▶ **WHAT YOU ARE ASKED TO DO**
Each line in the records below, from the one that contains "positive clicks: (203, 67) (192, 10)" to the one that contains "75H295L296 66L300 61V31L290", should be reproduced exactly, the first and last included.

▶ **PROVIDED INFORMATION**
________
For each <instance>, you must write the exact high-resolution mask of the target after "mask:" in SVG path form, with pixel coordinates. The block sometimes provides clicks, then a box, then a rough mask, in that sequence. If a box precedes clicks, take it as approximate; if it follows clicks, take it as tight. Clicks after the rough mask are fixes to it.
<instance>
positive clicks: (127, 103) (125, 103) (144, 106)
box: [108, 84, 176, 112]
________
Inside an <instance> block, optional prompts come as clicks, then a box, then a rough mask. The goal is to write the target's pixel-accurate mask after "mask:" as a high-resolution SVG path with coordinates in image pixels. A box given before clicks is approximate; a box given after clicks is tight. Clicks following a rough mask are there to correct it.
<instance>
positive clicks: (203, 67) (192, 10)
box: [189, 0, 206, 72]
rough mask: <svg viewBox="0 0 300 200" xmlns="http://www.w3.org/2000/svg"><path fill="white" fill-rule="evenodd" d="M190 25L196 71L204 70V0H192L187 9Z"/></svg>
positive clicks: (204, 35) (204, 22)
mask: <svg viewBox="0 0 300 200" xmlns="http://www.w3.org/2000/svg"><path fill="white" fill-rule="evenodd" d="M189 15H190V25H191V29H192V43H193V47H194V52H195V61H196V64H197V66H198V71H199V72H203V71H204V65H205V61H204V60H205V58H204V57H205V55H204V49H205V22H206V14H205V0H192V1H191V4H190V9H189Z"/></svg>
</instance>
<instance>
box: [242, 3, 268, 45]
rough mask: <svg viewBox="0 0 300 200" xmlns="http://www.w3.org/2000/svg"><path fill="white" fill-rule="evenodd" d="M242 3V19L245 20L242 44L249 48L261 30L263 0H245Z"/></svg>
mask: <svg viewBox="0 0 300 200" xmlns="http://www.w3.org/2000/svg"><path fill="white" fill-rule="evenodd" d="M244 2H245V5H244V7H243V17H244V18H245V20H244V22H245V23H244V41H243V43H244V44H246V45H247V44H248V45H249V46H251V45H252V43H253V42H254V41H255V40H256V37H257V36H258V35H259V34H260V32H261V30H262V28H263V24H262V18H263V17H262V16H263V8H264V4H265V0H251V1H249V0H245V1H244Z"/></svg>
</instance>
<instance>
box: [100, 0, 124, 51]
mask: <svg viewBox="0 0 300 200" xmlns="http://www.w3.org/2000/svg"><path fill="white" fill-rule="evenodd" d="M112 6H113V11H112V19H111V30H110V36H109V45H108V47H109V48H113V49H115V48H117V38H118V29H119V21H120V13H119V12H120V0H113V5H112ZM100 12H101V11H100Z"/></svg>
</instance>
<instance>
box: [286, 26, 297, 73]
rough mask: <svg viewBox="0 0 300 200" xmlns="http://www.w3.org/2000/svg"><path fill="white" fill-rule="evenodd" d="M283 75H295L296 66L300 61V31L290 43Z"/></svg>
________
▶ **REPLY**
positive clicks: (203, 67) (192, 10)
box: [189, 0, 206, 72]
rough mask: <svg viewBox="0 0 300 200" xmlns="http://www.w3.org/2000/svg"><path fill="white" fill-rule="evenodd" d="M190 25L196 71L204 70V0H192L187 9Z"/></svg>
positive clicks: (204, 35) (204, 22)
mask: <svg viewBox="0 0 300 200" xmlns="http://www.w3.org/2000/svg"><path fill="white" fill-rule="evenodd" d="M189 15H190V25H191V29H192V43H193V47H194V52H195V61H196V64H197V66H198V71H199V72H203V71H204V65H205V61H204V60H205V58H204V57H205V55H204V49H205V22H206V14H205V0H192V1H191V4H190V9H189Z"/></svg>
</instance>
<instance>
box: [242, 3, 268, 45]
rough mask: <svg viewBox="0 0 300 200" xmlns="http://www.w3.org/2000/svg"><path fill="white" fill-rule="evenodd" d="M242 3V19L245 20L242 44L249 48L261 30L263 0H245Z"/></svg>
mask: <svg viewBox="0 0 300 200" xmlns="http://www.w3.org/2000/svg"><path fill="white" fill-rule="evenodd" d="M244 2H245V5H244V7H243V17H244V18H245V20H244V22H245V23H244V41H243V43H244V44H246V45H247V44H248V45H249V46H251V45H252V43H253V42H254V41H255V40H256V37H257V36H258V35H259V34H260V32H261V30H262V28H263V24H262V18H263V17H262V16H263V8H264V4H265V0H251V1H249V0H245V1H244Z"/></svg>
</instance>
<instance>
box: [100, 0, 124, 51]
mask: <svg viewBox="0 0 300 200" xmlns="http://www.w3.org/2000/svg"><path fill="white" fill-rule="evenodd" d="M112 6H113V11H112V19H111V30H110V36H109V45H108V47H109V48H113V49H115V48H117V38H118V29H119V21H120V13H119V12H120V0H113V5H112ZM100 12H101V11H100Z"/></svg>
</instance>
<instance>
box: [286, 26, 297, 73]
rough mask: <svg viewBox="0 0 300 200" xmlns="http://www.w3.org/2000/svg"><path fill="white" fill-rule="evenodd" d="M283 75H295L296 66L300 61V31L290 43Z"/></svg>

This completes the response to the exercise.